- [YOUR OBJECTIVE] Render every line of the items below as a Markdown table with the columns Row and Line, numbering each row and omitting blank lines. Leave the pictures out of your answer.

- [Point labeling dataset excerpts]
* BEGIN *

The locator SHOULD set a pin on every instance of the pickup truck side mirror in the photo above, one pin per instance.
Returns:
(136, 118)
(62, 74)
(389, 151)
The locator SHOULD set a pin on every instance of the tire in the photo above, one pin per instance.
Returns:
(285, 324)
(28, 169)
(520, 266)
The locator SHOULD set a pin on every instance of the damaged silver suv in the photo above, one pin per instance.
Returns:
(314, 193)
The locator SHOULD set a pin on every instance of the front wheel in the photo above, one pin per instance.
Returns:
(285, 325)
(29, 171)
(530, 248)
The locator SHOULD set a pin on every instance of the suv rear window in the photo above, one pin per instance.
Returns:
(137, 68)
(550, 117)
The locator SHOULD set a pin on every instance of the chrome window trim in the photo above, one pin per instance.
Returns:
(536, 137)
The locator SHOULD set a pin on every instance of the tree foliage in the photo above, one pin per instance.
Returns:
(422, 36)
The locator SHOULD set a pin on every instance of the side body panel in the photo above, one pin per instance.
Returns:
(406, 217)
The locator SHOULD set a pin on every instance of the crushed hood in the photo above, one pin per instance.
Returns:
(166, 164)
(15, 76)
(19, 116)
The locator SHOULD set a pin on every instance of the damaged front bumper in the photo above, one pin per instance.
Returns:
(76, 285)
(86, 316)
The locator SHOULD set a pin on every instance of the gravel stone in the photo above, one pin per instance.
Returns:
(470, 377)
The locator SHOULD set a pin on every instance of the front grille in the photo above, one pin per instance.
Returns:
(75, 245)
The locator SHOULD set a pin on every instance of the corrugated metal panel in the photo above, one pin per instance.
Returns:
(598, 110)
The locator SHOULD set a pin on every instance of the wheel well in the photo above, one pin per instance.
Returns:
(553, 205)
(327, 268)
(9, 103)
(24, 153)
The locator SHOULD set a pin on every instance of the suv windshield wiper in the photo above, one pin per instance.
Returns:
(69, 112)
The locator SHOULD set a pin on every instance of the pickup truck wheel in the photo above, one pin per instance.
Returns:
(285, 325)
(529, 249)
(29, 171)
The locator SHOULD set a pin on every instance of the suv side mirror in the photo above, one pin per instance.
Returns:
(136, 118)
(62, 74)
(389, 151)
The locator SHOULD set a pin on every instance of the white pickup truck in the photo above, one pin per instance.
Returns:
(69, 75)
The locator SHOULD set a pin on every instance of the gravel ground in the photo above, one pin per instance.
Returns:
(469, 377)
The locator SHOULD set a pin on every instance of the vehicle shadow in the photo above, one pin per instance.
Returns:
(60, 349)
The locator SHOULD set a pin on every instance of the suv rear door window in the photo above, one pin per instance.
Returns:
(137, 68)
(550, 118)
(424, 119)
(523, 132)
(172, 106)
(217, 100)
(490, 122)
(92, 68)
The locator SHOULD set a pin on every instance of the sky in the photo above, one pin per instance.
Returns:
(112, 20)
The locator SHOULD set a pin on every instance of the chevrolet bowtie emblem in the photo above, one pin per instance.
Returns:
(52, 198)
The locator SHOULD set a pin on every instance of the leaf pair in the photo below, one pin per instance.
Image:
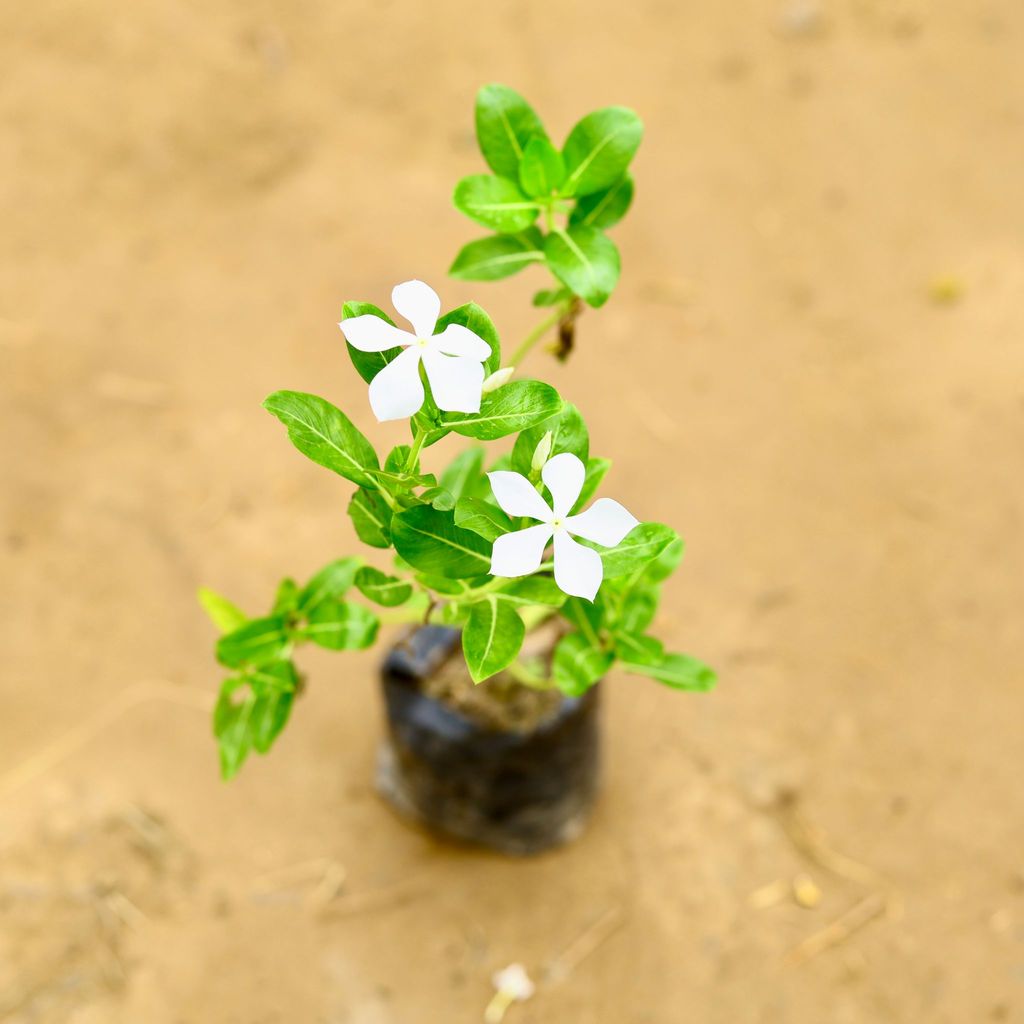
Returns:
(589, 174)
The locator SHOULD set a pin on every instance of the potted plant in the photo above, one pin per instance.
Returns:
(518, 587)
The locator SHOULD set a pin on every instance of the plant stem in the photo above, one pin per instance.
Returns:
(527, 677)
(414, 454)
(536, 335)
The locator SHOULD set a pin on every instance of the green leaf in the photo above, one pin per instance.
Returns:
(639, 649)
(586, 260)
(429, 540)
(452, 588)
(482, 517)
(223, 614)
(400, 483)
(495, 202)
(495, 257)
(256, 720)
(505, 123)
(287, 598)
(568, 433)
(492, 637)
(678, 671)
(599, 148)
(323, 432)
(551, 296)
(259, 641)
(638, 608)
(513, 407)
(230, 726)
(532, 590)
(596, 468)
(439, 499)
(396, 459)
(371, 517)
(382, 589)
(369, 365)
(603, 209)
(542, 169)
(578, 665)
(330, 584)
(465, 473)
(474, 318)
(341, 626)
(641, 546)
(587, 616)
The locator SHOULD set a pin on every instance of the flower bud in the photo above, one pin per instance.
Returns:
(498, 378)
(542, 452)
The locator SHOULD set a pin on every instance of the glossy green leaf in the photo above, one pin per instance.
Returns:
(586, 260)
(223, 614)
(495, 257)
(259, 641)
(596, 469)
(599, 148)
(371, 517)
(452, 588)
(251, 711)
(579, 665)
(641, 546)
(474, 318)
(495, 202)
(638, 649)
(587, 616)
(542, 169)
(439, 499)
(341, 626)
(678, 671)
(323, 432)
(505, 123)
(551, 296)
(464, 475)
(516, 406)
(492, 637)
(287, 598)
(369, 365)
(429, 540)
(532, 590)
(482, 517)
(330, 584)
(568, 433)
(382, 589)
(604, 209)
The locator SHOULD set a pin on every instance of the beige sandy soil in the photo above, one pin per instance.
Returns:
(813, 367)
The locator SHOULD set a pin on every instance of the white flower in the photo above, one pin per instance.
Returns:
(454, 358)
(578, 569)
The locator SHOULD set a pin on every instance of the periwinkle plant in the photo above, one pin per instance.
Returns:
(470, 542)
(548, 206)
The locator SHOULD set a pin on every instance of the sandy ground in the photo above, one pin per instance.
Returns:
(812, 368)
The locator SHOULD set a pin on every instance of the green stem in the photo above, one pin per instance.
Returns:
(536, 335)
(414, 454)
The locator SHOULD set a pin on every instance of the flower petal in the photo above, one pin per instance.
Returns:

* END *

- [EXERCISE RESPONSE]
| Row | Line |
|---|---|
| 1 | The locator SHOULD set a pin on every instance of the pickup truck side mirror in the photo above, one pin per instance. |
| 2 | Returns: |
| 3 | (136, 118) |
| 4 | (62, 74) |
| 5 | (389, 151) |
| 6 | The locator SHOULD set a pin on every instance of the tire in the photo above, one pin per instance. |
| 7 | Returns: |
| 8 | (285, 324) |
| 9 | (28, 169) |
| 10 | (520, 266) |
| 11 | The locator SHOULD set a pin on every instance of the damaged silver suv in the photo above, one pin per instance. |
| 12 | Returns: |
| 13 | (314, 193) |
| 14 | The locator SHOULD set a pin on every instance of the front wheel in the photo above, one pin per instance. |
| 15 | Returns: |
| 16 | (285, 325) |
| 17 | (29, 171) |
| 18 | (530, 248) |
| 19 | The locator SHOULD set a pin on every instance of the suv rear window in the photo above, one pin per instance. |
| 20 | Returns: |
| 21 | (137, 68) |
| 22 | (550, 117) |
| 23 | The locator SHOULD set a pin on every instance of the chrome window trim in the photo above, one pin per instance. |
| 24 | Returns: |
| 25 | (536, 137) |
| 26 | The locator SHOULD set a pin on every instance of the tree foliage in the photo above, one pin per instance. |
| 27 | Returns: |
| 28 | (422, 36) |
| 29 | The locator SHOULD set a pin on every instance of the side body panel in the photo above, one pin per instance. |
| 30 | Returns: |
| 31 | (406, 217) |
| 32 | The locator SHOULD set a pin on every instance of the crushed hood in the photo above, one pin per instance. |
| 33 | Returns: |
| 34 | (166, 164) |
| 35 | (15, 76) |
| 36 | (19, 116) |
| 37 | The locator SHOULD set a pin on every instance of the damaged front bumper in the photo above, one pin per instance. |
| 38 | Returns: |
| 39 | (76, 285) |
| 40 | (86, 316) |
| 41 | The locator SHOULD set a pin on every instance of the gravel stone in the photo above, one pin per instance. |
| 42 | Returns: |
| 43 | (470, 377) |
| 44 | The locator SHOULD set a pin on every instance of the front grille in the photo above, one pin per instance. |
| 45 | Returns: |
| 46 | (75, 245) |
| 47 | The locator SHOULD set a pin on every instance of the corrugated metal panel in the photo above, one pin per instance. |
| 48 | Returns: |
| 49 | (598, 110) |
| 50 | The locator SHOULD set a pin on every instance of the wheel well in the photo above, one pin per instance. |
| 51 | Returns: |
| 52 | (553, 205) |
| 53 | (327, 268) |
| 54 | (9, 103) |
| 55 | (24, 153) |
| 56 | The locator SHOULD set a pin on every instance of the suv windshield wiper in the photo above, one pin per instance. |
| 57 | Returns: |
| 58 | (69, 112) |
| 59 | The locator SHOULD set a pin on every instance of the pickup truck wheel in the photo above, one pin per instance. |
| 60 | Returns: |
| 61 | (285, 325) |
| 62 | (529, 249) |
| 63 | (29, 171) |
| 64 | The locator SHOULD set a pin on every instance of the suv side mirror in the photo above, one pin per instance. |
| 65 | Returns: |
| 66 | (136, 118) |
| 67 | (62, 74) |
| 68 | (389, 151) |
| 69 | The locator SHOULD set a pin on every instance of the white pickup truck in the photo above, one pin per instance. |
| 70 | Returns: |
| 71 | (69, 75) |
| 72 | The locator SHOULD set a pin on every instance of the gravel ground in the photo above, one pin per instance. |
| 73 | Returns: |
| 74 | (469, 377) |
| 75 | The locator SHOULD set a pin on every instance of the vehicle shadow in the photo above, one pin per instance. |
| 76 | Returns: |
| 77 | (60, 349) |
| 78 | The locator SHOULD set a pin on every instance of the suv rear door window in the photo above, one pin per instance. |
| 79 | Returns: |
| 80 | (137, 68) |
| 81 | (550, 118) |
| 82 | (424, 119) |
| 83 | (523, 132) |
| 84 | (172, 106) |
| 85 | (217, 100) |
| 86 | (490, 122) |
| 87 | (92, 68) |
| 88 | The locator SHOULD set a pin on every instance of the sky in the photo above, one pin per instance. |
| 89 | Returns: |
| 90 | (112, 20) |
| 91 | The locator SHOULD set a pin on every instance of the chevrolet bowtie emblem in the photo above, one pin per instance. |
| 92 | Returns: |
| 93 | (52, 198) |
| 94 | The locator SHOULD set a pin on every instance of the leaf pair in the photo below, one pin per instance. |
| 95 | Image: |
| 96 | Returns: |
| 97 | (589, 174) |
| 98 | The locator SHOULD set a pin on every instance of the potted plant in the photo above, one pin per instance. |
| 99 | Returns: |
| 100 | (518, 587) |
| 101 | The locator SHOULD set a pin on every instance of the plant stem in the photo above, one pin per instance. |
| 102 | Returns: |
| 103 | (527, 677) |
| 104 | (414, 454) |
| 105 | (536, 335) |
| 106 | The locator SHOULD set a pin on every instance of the green leaf in the photo above, one pin per instance. |
| 107 | Returns: |
| 108 | (639, 649) |
| 109 | (586, 260) |
| 110 | (429, 540) |
| 111 | (452, 588) |
| 112 | (482, 517) |
| 113 | (223, 614) |
| 114 | (400, 483) |
| 115 | (495, 202) |
| 116 | (495, 257) |
| 117 | (256, 720) |
| 118 | (505, 123) |
| 119 | (287, 598) |
| 120 | (568, 433) |
| 121 | (492, 637) |
| 122 | (678, 671) |
| 123 | (599, 148) |
| 124 | (323, 432) |
| 125 | (551, 296) |
| 126 | (259, 641) |
| 127 | (638, 608) |
| 128 | (513, 407) |
| 129 | (230, 726) |
| 130 | (532, 590) |
| 131 | (596, 468) |
| 132 | (439, 499) |
| 133 | (396, 459) |
| 134 | (371, 517) |
| 135 | (382, 589) |
| 136 | (369, 365) |
| 137 | (603, 209) |
| 138 | (542, 169) |
| 139 | (578, 665) |
| 140 | (330, 584) |
| 141 | (465, 473) |
| 142 | (474, 318) |
| 143 | (341, 626) |
| 144 | (641, 546) |
| 145 | (587, 616) |
| 146 | The locator SHOULD set a pin on every instance of the flower bud in the photo above, one pin per instance. |
| 147 | Returns: |
| 148 | (498, 378) |
| 149 | (542, 452) |
| 150 | The locator SHOULD set a pin on every instance of the glossy green leaf in the photo above, one pin per instance. |
| 151 | Returns: |
| 152 | (586, 260) |
| 153 | (223, 614) |
| 154 | (495, 257) |
| 155 | (259, 641) |
| 156 | (596, 469) |
| 157 | (599, 148) |
| 158 | (371, 517) |
| 159 | (452, 588) |
| 160 | (251, 711) |
| 161 | (579, 665) |
| 162 | (641, 546) |
| 163 | (474, 318) |
| 164 | (495, 202) |
| 165 | (638, 649) |
| 166 | (587, 616) |
| 167 | (542, 169) |
| 168 | (439, 499) |
| 169 | (341, 626) |
| 170 | (678, 671) |
| 171 | (323, 432) |
| 172 | (505, 123) |
| 173 | (551, 296) |
| 174 | (464, 475) |
| 175 | (516, 406) |
| 176 | (492, 637) |
| 177 | (287, 598) |
| 178 | (369, 365) |
| 179 | (429, 540) |
| 180 | (532, 590) |
| 181 | (482, 517) |
| 182 | (330, 584) |
| 183 | (568, 433) |
| 184 | (382, 589) |
| 185 | (604, 209) |
| 186 | The locator SHOULD set a pin on every instance of the beige sandy soil in the photo above, one pin per instance. |
| 187 | Returns: |
| 188 | (813, 367) |
| 189 | The locator SHOULD set a pin on every instance of the white flower in the photo above, one pin per instance. |
| 190 | Returns: |
| 191 | (454, 358) |
| 192 | (578, 569) |
| 193 | The locator SHOULD set a pin on every instance of the periwinkle plant in the photo above, one pin per instance. |
| 194 | Returns: |
| 195 | (470, 542) |
| 196 | (548, 206) |
| 197 | The locator SHOULD set a pin on every instance of the sandy ground in the photo above, one pin per instance. |
| 198 | Returns: |
| 199 | (812, 368) |
| 200 | The locator SHOULD set a pin on every instance of the green stem in the photo above, one pin per instance. |
| 201 | Returns: |
| 202 | (536, 335) |
| 203 | (414, 454) |
| 204 | The locator SHOULD set a pin on every instance of the flower petal in the photo above, one pin per instance. |
| 205 | Returns: |